• _Data shown_:
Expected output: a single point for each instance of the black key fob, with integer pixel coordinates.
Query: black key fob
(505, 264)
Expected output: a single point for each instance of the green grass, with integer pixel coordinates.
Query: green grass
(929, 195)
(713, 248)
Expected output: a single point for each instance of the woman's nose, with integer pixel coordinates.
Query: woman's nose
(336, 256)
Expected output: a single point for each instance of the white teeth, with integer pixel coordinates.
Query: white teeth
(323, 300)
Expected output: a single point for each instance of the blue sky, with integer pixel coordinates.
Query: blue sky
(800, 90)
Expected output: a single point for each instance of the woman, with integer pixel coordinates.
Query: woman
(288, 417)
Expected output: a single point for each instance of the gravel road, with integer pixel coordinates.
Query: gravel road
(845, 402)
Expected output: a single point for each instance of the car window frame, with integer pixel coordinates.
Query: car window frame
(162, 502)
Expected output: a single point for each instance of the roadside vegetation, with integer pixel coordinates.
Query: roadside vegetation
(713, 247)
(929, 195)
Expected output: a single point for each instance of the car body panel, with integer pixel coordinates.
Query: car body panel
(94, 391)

--

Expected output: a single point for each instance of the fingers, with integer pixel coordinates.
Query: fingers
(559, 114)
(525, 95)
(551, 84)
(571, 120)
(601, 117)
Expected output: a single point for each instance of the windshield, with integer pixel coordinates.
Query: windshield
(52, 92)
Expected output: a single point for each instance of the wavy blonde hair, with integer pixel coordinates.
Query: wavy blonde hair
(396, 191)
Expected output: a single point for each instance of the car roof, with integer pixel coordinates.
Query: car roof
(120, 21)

* * *

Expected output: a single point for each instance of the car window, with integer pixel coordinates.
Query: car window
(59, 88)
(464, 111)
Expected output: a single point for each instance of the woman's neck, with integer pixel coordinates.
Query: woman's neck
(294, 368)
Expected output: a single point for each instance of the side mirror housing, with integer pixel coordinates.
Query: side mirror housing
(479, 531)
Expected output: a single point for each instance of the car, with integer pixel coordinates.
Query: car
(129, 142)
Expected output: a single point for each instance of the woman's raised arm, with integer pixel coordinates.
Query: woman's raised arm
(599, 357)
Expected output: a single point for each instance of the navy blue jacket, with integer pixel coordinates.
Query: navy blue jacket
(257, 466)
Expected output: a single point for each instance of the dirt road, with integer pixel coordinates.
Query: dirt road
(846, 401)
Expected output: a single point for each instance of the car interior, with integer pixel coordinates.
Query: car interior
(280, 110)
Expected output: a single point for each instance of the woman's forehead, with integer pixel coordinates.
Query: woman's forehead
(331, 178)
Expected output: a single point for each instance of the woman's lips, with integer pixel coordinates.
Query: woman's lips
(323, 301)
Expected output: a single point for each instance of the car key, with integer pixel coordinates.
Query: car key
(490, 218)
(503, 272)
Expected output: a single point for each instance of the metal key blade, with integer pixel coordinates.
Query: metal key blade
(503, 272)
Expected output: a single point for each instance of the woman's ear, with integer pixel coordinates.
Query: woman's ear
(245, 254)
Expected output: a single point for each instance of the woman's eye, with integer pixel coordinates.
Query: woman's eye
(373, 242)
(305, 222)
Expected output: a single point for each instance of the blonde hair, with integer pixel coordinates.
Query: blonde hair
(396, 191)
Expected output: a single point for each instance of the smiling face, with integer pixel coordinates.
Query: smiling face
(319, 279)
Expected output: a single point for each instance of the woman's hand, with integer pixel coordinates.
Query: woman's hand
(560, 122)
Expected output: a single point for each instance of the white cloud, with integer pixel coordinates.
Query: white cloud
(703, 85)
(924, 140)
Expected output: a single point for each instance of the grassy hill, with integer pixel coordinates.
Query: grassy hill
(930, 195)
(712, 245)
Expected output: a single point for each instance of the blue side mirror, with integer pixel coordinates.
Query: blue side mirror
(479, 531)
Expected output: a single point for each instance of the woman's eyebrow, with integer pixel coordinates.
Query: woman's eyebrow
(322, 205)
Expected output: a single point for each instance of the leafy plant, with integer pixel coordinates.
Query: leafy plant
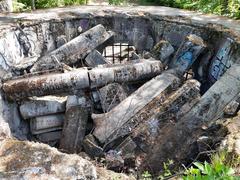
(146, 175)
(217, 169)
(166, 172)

• _What you will do_: Count the lines in the entries above that contain the word "lips", and give only that number.

• _Result for this task_: 2